# operational systems?



## capterik (Jan 4, 2010)

I am just getting into trains again, since my childhood. When I was young one of the things I loved was operational systems, like log loading or unloading. Now I am getting into it again, yet due to space concerns I will be working in N scale. The question I have is this, are there accessories that actually work, like loading or unloading for N scale, or has anyone made working models? Planning on a 2x4 layout, but would love to have more action than just the trains.
Thanks


----------



## tankist (Jun 11, 2009)

in n scale i think those will be even rarer. but you always can build your own. crane unloading inter modal containers or trailers for example.


----------



## subwayaz (Dec 26, 2009)

Walthers is the only site that comes to mind rite off. They have working items such as Side dump for loads and also a working Oil rig and probably more
Hope that helps and if I can think of others I will post back again


----------



## capterik (Jan 4, 2010)
====
- _What is asked_
A) Answer these questions about the N scale forum thread:
(i) What size layout is capterik planning?
(ii) What does tankist offer as an example of something you could build yourself?
(iii) Which working items from Walthers does subwayaz name?
B) In the N scale forum thread, why does capterik plan to work in N scale?
C) Pick up the N scale forum thread at the point it stops and write the post under capterik's last header.
====
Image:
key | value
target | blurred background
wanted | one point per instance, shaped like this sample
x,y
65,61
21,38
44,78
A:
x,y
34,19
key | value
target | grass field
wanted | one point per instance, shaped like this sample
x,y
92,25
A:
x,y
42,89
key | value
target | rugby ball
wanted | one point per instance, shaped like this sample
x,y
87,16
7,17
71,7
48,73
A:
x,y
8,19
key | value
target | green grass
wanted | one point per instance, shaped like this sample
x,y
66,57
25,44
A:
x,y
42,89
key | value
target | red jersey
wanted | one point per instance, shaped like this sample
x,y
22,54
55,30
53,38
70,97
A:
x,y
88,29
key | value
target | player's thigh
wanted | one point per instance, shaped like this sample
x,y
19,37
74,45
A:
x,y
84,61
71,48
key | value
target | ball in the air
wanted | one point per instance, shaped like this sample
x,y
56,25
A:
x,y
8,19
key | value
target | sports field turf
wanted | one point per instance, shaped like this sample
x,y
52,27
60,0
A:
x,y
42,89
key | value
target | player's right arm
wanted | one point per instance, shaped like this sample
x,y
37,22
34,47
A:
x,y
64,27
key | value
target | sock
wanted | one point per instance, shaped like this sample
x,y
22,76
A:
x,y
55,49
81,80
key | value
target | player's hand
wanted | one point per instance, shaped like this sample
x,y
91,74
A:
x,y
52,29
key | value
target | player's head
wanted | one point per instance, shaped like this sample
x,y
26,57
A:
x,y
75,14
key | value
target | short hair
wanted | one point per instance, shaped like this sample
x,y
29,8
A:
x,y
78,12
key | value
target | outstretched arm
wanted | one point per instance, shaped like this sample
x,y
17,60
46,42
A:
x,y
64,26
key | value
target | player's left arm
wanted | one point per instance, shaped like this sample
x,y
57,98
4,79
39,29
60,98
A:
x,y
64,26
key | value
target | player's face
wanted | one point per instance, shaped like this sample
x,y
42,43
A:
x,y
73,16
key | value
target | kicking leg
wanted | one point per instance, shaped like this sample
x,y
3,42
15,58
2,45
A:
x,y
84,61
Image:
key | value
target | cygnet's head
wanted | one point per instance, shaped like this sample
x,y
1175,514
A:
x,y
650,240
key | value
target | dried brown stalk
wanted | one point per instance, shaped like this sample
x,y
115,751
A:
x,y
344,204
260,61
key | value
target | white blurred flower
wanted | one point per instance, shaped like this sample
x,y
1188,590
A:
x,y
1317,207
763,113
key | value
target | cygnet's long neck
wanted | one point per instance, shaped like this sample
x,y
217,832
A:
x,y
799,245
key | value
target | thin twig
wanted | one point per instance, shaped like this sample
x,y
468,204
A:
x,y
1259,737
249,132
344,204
====
- _Exercise results_
A)
(i) A 2x4 layout.
(ii) A crane unloading intermodal containers or trailers.
(iii) A side dump for loads and a working oil rig.

B) Capterik will work in N scale because of space concerns.

C)
I will have to check out walthers, I did find that Fallers makes some, a coal tipping platform, a merry go round and a ferris wheel. I do not want to make a county fair, but coal may work. Thanks and keep em coming!
FALLER
FA222148 COAL TIPPING PLATFORM
FA232251 Wind generator 
FA232255 Sawmill 
FA242312 FERRIS WHEEL
FA242315 CARROUSEL
FA232300 Burning tax office
Faller 222584 Motorized Rolling Lift Bridge (n Scale)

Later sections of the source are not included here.